[START OF Records for this task]
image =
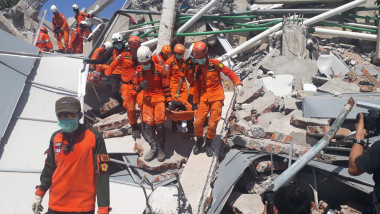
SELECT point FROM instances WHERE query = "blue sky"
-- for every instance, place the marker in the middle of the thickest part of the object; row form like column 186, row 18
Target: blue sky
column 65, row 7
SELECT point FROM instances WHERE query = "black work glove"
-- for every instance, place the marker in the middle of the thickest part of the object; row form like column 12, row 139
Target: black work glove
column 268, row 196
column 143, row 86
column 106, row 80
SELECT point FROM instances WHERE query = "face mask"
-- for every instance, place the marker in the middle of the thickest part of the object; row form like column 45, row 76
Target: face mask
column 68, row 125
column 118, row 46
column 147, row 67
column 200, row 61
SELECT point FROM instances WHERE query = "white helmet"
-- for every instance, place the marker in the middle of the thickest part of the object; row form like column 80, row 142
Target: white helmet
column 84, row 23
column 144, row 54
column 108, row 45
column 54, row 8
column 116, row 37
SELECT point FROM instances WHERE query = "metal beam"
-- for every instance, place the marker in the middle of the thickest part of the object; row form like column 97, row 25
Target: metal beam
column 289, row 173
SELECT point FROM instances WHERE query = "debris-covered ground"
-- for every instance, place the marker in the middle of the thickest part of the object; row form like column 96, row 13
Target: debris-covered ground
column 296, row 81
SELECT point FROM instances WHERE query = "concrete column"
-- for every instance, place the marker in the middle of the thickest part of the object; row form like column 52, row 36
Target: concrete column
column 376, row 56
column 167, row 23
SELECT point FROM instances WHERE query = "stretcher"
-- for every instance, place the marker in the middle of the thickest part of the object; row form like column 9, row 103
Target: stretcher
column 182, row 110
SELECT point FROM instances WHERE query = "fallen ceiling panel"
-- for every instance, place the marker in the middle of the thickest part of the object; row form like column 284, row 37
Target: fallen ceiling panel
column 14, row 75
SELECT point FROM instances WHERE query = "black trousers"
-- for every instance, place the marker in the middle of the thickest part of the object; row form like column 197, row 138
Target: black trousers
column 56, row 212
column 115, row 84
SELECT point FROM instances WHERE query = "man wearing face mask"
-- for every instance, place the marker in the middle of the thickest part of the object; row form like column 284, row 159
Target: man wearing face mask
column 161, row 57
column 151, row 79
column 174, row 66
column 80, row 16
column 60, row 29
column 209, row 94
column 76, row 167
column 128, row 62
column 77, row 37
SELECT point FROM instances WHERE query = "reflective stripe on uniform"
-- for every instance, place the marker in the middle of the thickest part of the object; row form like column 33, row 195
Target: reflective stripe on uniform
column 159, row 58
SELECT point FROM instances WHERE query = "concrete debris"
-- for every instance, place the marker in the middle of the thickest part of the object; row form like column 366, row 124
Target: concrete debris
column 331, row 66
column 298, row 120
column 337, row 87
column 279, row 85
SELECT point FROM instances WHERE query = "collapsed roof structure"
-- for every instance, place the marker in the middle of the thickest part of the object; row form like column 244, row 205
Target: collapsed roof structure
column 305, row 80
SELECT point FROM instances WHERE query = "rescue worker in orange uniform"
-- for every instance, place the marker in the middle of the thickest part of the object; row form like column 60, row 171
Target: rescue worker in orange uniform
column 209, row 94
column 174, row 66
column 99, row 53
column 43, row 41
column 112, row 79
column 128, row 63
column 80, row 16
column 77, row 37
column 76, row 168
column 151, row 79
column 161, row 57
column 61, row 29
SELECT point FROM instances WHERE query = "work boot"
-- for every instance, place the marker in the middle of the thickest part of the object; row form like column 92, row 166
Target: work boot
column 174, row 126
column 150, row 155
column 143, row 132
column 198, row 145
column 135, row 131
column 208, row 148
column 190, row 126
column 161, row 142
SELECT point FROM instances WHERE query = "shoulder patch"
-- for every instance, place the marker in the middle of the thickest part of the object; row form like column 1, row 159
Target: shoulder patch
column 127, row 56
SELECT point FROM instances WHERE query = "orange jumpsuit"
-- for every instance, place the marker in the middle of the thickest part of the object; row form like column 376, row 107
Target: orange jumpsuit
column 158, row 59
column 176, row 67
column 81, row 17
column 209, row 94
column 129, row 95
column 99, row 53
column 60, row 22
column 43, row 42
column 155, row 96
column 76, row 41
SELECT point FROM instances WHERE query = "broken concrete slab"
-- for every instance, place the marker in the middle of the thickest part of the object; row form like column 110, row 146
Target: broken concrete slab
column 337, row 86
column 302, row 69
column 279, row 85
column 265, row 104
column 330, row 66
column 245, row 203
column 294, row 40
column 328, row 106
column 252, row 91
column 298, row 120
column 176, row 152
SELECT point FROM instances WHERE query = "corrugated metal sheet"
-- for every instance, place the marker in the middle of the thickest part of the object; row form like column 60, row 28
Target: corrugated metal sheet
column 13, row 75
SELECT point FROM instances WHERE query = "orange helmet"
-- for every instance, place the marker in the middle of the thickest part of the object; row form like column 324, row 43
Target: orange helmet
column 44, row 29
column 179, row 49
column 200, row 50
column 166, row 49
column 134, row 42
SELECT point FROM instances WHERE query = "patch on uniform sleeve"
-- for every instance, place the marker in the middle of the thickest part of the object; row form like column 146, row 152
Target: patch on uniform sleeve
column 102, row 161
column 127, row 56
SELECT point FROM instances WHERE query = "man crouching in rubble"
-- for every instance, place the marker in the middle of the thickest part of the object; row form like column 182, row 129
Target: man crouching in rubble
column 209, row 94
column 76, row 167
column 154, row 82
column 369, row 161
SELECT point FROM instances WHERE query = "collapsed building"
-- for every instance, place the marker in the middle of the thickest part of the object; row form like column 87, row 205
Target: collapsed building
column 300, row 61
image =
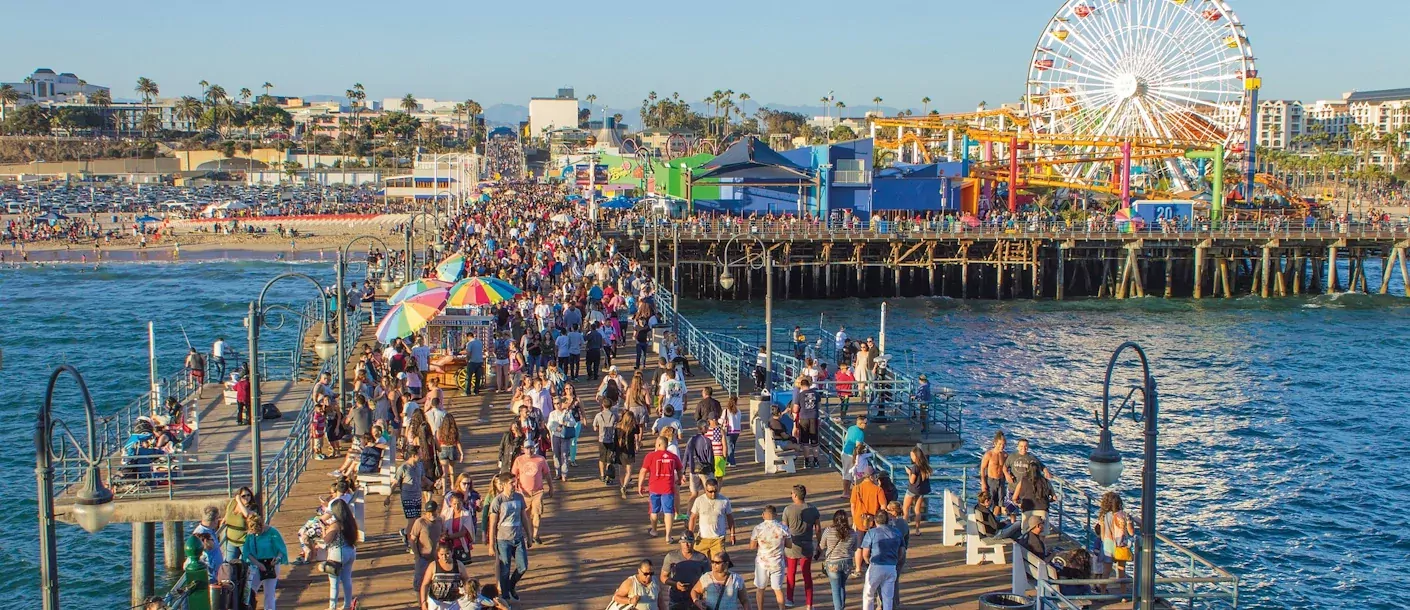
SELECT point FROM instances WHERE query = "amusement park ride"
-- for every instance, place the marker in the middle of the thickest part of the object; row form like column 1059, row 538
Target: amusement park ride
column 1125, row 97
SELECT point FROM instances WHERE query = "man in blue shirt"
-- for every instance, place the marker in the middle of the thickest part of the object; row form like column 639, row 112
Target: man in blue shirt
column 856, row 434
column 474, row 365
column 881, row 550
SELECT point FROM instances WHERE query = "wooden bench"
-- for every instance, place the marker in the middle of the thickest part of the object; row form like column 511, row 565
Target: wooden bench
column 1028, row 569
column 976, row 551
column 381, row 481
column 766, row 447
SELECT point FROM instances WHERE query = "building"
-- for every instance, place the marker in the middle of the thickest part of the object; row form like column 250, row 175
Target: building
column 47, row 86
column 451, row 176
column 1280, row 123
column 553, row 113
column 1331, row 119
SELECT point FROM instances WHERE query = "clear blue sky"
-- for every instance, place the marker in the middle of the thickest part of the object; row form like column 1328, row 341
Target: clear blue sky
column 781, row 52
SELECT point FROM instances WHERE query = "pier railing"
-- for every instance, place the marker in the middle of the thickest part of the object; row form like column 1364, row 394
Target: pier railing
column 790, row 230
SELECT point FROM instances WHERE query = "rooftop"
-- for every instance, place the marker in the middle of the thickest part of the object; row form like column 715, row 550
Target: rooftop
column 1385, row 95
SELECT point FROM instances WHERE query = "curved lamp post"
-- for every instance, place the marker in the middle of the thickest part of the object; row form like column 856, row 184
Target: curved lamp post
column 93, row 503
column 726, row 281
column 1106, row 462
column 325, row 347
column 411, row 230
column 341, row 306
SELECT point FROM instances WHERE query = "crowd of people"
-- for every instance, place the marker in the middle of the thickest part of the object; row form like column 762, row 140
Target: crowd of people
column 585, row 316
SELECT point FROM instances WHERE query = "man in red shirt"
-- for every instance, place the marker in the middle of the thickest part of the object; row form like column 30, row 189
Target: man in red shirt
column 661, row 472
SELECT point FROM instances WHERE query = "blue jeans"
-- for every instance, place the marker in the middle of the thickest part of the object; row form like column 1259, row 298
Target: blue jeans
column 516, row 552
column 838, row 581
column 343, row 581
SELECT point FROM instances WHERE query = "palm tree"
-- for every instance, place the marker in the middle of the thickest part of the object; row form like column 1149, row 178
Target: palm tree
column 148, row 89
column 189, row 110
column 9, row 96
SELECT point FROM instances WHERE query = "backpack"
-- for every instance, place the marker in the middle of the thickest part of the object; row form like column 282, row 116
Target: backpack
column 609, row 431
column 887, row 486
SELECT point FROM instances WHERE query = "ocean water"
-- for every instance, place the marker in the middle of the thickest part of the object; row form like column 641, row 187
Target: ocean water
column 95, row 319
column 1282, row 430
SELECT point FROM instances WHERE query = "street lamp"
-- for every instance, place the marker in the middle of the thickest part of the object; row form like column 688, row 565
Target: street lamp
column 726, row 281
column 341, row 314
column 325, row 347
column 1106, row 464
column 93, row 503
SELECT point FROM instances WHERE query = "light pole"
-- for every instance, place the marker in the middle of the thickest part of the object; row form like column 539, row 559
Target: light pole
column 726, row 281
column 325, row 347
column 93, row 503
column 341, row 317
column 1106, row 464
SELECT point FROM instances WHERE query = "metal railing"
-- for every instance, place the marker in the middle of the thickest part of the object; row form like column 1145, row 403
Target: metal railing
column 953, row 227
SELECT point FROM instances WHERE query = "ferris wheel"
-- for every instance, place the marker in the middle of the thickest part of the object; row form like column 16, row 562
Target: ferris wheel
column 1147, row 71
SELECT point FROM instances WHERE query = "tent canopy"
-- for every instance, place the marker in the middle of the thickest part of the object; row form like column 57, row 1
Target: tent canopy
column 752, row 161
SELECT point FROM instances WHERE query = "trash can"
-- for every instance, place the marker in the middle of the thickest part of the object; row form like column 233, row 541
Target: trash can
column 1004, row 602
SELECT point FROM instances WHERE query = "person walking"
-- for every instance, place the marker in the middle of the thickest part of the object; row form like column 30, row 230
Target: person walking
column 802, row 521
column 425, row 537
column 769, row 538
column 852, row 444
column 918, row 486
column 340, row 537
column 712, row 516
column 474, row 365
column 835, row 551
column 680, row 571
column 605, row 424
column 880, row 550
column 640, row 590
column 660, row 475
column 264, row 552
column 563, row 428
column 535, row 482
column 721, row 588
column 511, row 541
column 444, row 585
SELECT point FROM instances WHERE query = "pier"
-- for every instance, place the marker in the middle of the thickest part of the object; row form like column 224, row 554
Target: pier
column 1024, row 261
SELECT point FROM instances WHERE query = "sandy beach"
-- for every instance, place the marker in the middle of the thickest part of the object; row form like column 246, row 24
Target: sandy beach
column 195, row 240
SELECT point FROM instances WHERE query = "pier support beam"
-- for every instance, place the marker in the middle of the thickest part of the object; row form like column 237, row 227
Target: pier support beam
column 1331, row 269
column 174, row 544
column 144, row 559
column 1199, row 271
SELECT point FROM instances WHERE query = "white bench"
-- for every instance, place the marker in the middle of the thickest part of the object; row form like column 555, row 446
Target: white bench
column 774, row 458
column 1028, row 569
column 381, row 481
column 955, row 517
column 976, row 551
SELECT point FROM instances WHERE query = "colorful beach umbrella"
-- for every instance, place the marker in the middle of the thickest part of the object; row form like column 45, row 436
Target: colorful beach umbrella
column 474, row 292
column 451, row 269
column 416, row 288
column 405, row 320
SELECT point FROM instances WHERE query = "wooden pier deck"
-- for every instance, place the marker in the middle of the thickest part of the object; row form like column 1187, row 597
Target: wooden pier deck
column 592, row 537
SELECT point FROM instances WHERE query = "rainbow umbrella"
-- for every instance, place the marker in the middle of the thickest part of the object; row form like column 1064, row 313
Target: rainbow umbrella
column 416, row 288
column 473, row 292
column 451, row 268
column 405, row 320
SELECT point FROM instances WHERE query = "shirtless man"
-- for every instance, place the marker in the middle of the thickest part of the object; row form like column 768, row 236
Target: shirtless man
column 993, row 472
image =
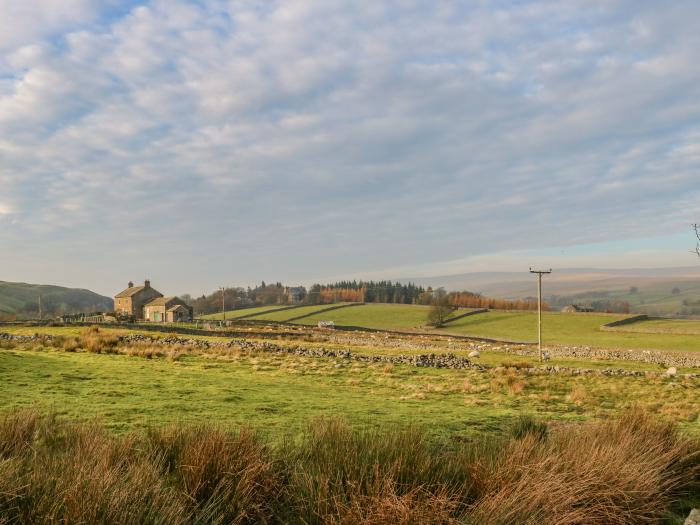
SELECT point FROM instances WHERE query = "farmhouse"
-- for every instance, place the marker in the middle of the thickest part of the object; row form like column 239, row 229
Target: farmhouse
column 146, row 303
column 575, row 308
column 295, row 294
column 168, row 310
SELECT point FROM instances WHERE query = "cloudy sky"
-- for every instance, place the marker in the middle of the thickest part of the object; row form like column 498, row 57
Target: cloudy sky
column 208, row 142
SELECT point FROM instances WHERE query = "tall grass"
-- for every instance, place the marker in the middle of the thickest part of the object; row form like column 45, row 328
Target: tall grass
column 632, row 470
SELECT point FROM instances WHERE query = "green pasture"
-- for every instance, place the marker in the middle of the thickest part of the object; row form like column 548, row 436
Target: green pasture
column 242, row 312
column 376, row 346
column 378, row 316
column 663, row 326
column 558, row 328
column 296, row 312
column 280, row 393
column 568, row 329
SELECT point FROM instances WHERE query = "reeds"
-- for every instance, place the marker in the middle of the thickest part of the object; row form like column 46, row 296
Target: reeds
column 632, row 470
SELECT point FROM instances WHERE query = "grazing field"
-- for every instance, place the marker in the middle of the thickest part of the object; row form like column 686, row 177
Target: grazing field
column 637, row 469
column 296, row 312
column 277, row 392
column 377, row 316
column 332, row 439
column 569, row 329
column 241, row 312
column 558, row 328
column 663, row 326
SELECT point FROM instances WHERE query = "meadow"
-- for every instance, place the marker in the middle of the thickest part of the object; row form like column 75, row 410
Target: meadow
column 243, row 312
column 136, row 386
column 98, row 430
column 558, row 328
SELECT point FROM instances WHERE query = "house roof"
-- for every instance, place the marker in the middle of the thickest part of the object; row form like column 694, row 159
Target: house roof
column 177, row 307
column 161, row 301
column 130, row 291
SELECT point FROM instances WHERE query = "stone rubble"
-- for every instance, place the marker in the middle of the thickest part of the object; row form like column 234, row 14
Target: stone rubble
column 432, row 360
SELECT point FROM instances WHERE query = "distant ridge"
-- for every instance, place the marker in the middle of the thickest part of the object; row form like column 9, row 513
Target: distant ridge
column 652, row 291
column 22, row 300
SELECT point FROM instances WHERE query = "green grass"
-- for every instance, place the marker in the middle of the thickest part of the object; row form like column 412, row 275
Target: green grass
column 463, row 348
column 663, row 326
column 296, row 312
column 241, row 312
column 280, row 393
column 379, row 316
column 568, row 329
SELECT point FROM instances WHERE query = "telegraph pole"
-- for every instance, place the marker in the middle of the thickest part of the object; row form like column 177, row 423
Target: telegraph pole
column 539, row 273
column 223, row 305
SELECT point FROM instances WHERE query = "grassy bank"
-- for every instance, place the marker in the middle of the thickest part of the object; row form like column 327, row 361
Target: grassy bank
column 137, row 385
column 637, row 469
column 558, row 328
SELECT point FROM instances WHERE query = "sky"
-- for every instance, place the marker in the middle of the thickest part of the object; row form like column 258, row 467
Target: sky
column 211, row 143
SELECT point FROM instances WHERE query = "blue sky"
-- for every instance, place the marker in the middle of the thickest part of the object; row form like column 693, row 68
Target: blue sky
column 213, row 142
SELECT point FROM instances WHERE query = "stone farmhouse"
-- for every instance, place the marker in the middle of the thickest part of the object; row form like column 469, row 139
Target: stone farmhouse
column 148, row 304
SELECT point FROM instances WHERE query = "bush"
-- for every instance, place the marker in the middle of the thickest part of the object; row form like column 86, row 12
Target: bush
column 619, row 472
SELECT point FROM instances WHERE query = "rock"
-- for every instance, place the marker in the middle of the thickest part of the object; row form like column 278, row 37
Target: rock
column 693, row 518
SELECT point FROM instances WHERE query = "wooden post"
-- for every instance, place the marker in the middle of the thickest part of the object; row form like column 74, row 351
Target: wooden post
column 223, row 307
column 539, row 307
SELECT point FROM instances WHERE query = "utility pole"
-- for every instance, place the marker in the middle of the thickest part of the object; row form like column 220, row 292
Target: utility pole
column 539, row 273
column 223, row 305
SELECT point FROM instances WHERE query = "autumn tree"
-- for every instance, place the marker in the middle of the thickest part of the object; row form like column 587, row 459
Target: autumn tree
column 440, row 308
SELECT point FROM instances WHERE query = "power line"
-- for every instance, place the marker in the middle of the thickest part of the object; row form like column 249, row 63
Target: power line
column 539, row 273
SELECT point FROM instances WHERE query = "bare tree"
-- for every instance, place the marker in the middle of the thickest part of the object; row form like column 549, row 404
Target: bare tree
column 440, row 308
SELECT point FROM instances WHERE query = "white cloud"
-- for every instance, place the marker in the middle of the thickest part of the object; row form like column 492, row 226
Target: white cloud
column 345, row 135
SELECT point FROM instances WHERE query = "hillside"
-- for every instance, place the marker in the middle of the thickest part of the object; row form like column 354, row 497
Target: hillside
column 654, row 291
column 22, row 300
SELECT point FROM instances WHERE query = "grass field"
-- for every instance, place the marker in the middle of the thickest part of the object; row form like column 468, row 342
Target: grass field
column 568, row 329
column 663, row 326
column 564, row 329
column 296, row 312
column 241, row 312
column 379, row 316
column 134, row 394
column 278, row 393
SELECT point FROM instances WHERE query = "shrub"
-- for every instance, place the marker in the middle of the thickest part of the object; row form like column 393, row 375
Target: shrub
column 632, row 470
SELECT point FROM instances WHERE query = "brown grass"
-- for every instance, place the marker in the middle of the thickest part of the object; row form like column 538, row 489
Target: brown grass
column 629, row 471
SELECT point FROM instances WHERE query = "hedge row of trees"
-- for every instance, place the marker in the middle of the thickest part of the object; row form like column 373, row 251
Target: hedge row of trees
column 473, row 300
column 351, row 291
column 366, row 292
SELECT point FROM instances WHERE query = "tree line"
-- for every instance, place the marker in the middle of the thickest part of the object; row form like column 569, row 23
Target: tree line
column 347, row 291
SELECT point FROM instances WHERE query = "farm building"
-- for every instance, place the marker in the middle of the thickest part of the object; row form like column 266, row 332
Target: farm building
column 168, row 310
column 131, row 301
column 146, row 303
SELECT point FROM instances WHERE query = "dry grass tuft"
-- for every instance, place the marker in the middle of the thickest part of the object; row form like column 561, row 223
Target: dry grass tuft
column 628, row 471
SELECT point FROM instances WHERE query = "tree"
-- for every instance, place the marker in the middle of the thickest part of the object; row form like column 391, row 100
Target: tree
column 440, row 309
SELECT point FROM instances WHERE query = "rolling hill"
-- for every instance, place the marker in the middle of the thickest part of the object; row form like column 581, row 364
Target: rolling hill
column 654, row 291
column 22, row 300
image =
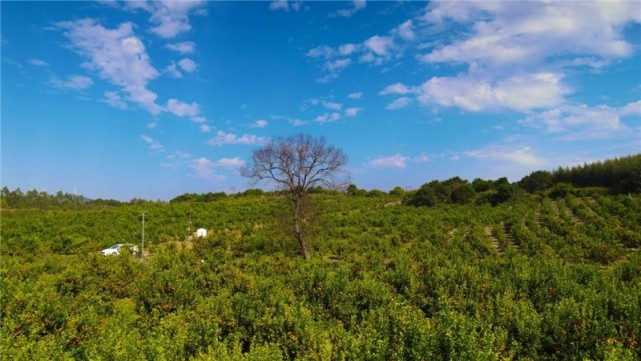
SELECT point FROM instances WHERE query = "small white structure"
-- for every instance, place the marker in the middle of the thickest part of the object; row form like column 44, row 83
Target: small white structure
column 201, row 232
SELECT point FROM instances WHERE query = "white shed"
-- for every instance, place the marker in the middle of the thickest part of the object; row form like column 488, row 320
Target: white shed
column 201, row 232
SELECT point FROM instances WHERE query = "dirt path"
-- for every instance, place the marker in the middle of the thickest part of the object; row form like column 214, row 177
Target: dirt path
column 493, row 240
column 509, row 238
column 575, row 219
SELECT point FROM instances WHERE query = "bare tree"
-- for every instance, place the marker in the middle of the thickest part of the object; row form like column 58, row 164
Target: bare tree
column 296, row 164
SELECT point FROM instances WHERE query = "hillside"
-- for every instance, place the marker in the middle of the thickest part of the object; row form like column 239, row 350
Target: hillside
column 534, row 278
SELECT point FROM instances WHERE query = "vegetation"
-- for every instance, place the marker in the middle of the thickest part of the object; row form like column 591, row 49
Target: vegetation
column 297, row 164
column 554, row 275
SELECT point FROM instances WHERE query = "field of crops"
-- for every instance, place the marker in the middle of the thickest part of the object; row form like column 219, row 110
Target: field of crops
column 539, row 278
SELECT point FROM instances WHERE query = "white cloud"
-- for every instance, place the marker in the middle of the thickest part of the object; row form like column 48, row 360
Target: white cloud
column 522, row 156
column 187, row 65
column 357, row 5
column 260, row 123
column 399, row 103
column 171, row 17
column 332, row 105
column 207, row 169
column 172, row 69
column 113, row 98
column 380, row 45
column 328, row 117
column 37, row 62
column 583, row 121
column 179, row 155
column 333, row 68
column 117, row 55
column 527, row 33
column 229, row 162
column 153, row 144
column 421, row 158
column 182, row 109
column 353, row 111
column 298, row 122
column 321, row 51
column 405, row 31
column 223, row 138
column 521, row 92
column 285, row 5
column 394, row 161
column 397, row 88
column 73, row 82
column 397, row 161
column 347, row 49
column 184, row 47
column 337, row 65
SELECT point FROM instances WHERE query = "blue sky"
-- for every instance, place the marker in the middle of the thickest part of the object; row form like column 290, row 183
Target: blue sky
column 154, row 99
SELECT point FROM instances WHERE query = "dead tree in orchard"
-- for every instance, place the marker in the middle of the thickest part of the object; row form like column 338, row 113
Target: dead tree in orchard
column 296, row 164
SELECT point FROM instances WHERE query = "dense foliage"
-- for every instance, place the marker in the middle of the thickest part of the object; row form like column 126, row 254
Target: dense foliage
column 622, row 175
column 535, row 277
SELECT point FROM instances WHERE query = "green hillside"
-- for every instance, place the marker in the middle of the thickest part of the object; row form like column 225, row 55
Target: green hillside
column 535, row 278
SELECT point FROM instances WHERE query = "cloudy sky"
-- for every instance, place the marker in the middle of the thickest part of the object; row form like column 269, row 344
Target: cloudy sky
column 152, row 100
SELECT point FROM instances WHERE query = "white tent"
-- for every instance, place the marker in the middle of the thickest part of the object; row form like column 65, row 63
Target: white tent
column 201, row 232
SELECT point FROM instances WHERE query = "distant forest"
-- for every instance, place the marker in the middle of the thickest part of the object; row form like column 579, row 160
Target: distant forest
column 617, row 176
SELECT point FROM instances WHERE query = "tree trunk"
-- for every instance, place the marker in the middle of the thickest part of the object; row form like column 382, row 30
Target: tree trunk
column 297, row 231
[END OF Records for this task]
◆ Task:
In the records, starting at the beginning and ending at the line containing "column 65, row 7", swap "blue sky" for "clear sky" and leave everything else unchanged. Omit the pictures from your answer.

◆ Written solution:
image =
SELECT point FROM instances WHERE query = "clear sky"
-- for every instance, place the marker in the middle of the thickest part of the object; row form like column 186, row 18
Target: clear sky
column 65, row 7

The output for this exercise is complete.